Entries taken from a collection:
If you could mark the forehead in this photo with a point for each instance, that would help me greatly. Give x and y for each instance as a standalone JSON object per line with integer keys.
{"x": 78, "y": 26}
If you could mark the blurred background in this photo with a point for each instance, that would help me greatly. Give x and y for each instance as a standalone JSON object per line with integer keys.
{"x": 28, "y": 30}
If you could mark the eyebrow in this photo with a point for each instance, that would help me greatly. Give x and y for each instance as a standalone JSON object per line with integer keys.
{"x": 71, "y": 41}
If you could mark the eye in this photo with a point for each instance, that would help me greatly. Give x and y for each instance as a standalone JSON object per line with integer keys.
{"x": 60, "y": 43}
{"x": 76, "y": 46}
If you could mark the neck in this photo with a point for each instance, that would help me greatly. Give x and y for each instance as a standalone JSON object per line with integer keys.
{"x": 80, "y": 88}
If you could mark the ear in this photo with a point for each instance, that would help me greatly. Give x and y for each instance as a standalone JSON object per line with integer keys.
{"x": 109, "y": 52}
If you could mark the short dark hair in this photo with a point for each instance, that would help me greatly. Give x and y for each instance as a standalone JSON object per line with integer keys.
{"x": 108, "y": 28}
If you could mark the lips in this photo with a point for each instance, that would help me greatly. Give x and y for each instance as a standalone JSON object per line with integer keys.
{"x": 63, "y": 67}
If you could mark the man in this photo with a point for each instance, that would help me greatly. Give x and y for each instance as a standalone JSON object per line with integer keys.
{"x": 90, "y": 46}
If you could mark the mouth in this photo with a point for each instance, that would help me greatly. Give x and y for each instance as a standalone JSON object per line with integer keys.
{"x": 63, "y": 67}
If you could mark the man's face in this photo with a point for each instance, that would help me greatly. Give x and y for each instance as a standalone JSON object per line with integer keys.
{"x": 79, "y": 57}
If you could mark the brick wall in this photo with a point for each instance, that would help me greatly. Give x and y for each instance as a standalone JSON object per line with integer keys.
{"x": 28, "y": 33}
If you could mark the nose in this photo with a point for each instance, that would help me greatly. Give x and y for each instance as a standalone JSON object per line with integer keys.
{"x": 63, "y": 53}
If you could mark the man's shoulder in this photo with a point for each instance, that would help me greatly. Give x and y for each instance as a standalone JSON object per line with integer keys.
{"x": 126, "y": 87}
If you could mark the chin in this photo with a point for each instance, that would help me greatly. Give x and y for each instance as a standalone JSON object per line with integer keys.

_TASK DESCRIPTION_: Write out again only the lines from the one with "If you could mark the man's shoulder" through the last line of the records above. Keep every word as it stands.

_ANSWER FOR THE TASK_:
If you could mark the man's shoulder in this photo with a point for each instance, that would help me greatly. Give x and y for each instance as a standalone JSON object per line with integer keys.
{"x": 126, "y": 87}
If you could mark the chin in this photo with a point for each instance, that would help me greatly. Give x and y for each instance as a standalone JSON object per line with integer keys.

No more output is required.